'''

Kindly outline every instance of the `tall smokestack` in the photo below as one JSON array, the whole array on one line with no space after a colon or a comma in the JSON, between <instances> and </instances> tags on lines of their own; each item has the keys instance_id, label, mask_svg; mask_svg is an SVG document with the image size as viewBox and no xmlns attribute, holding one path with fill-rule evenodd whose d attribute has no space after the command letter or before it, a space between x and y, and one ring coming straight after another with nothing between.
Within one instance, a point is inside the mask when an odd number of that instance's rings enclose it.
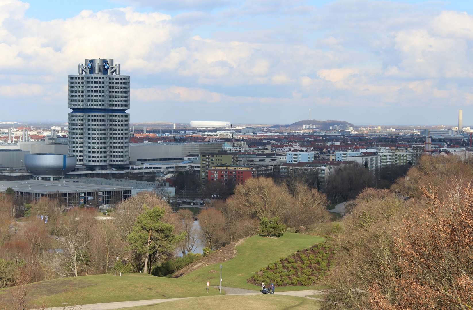
<instances>
[{"instance_id":1,"label":"tall smokestack","mask_svg":"<svg viewBox=\"0 0 473 310\"><path fill-rule=\"evenodd\" d=\"M463 132L463 110L458 110L458 134Z\"/></svg>"}]
</instances>

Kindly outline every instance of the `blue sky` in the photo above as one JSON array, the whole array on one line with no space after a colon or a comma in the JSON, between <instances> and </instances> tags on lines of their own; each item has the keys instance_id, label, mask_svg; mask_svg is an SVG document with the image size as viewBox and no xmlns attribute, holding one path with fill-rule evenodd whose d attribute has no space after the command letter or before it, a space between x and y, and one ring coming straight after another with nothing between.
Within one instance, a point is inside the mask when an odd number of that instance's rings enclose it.
<instances>
[{"instance_id":1,"label":"blue sky","mask_svg":"<svg viewBox=\"0 0 473 310\"><path fill-rule=\"evenodd\" d=\"M64 5L66 3L67 4ZM113 58L132 122L473 126L473 1L0 0L0 121L65 121Z\"/></svg>"}]
</instances>

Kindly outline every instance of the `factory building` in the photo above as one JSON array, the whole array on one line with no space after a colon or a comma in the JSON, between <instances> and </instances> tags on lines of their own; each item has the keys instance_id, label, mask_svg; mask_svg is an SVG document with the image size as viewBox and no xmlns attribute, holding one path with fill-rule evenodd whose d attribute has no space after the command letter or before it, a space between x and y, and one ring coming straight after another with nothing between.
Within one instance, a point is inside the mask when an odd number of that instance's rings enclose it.
<instances>
[{"instance_id":1,"label":"factory building","mask_svg":"<svg viewBox=\"0 0 473 310\"><path fill-rule=\"evenodd\" d=\"M25 169L25 155L29 153L22 150L0 149L0 170Z\"/></svg>"},{"instance_id":2,"label":"factory building","mask_svg":"<svg viewBox=\"0 0 473 310\"><path fill-rule=\"evenodd\" d=\"M114 75L115 73L115 75ZM130 76L113 59L86 59L69 77L68 153L96 168L129 164Z\"/></svg>"},{"instance_id":3,"label":"factory building","mask_svg":"<svg viewBox=\"0 0 473 310\"><path fill-rule=\"evenodd\" d=\"M59 199L66 206L97 207L116 203L131 196L131 188L95 184L65 183L55 181L0 181L0 193L9 188L15 191L20 203L31 203L42 197Z\"/></svg>"},{"instance_id":4,"label":"factory building","mask_svg":"<svg viewBox=\"0 0 473 310\"><path fill-rule=\"evenodd\" d=\"M189 154L216 152L222 149L222 143L136 143L130 145L130 164L141 163L179 163Z\"/></svg>"},{"instance_id":5,"label":"factory building","mask_svg":"<svg viewBox=\"0 0 473 310\"><path fill-rule=\"evenodd\" d=\"M190 123L195 128L230 128L229 121L193 121Z\"/></svg>"}]
</instances>

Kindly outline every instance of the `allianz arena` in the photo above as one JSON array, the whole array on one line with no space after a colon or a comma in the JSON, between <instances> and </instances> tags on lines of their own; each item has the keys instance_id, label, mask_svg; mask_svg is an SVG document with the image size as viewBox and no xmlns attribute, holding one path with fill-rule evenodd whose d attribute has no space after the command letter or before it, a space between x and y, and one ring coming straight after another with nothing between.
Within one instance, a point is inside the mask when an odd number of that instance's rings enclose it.
<instances>
[{"instance_id":1,"label":"allianz arena","mask_svg":"<svg viewBox=\"0 0 473 310\"><path fill-rule=\"evenodd\" d=\"M35 175L41 177L63 177L74 170L77 163L76 157L72 156L51 154L25 154L25 166Z\"/></svg>"},{"instance_id":2,"label":"allianz arena","mask_svg":"<svg viewBox=\"0 0 473 310\"><path fill-rule=\"evenodd\" d=\"M193 121L191 127L195 128L230 128L229 121Z\"/></svg>"}]
</instances>

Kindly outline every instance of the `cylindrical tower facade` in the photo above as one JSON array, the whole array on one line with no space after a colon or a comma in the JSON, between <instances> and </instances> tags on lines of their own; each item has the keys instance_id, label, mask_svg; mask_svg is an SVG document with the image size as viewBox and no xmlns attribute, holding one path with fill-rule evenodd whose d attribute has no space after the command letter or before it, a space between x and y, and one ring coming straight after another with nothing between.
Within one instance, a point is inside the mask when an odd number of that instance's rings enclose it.
<instances>
[{"instance_id":1,"label":"cylindrical tower facade","mask_svg":"<svg viewBox=\"0 0 473 310\"><path fill-rule=\"evenodd\" d=\"M130 77L112 59L86 59L79 69L69 76L69 155L97 168L128 165Z\"/></svg>"}]
</instances>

'''

**Exercise prompt:**
Please turn the lines from the start of the items through the line containing "132L463 110L458 110L458" into a Markdown table with the columns No. and Text, one numbered row per line. Skip blank lines and leave the pictures out.

**Reply to the exercise:**
| No. | Text |
|---|---|
| 1 | Kindly outline every instance of the `tall smokestack` in the photo below as one JSON array, the whole array on one line with no space after a colon or a comma in the JSON, between <instances> and </instances> tags on lines of their own; each item has the keys instance_id, label, mask_svg; mask_svg is an SVG document with the image size as viewBox and no xmlns attribute, holding one path with fill-rule evenodd whose d attribute has no space after the command letter or before it, a space between x and y, and one ring coming straight after another with nothing between. |
| 2 | Within one instance, a point is inside the mask when an odd number of that instance's rings enclose it. |
| 3 | <instances> |
| 4 | [{"instance_id":1,"label":"tall smokestack","mask_svg":"<svg viewBox=\"0 0 473 310\"><path fill-rule=\"evenodd\" d=\"M463 132L463 110L458 110L458 134Z\"/></svg>"}] |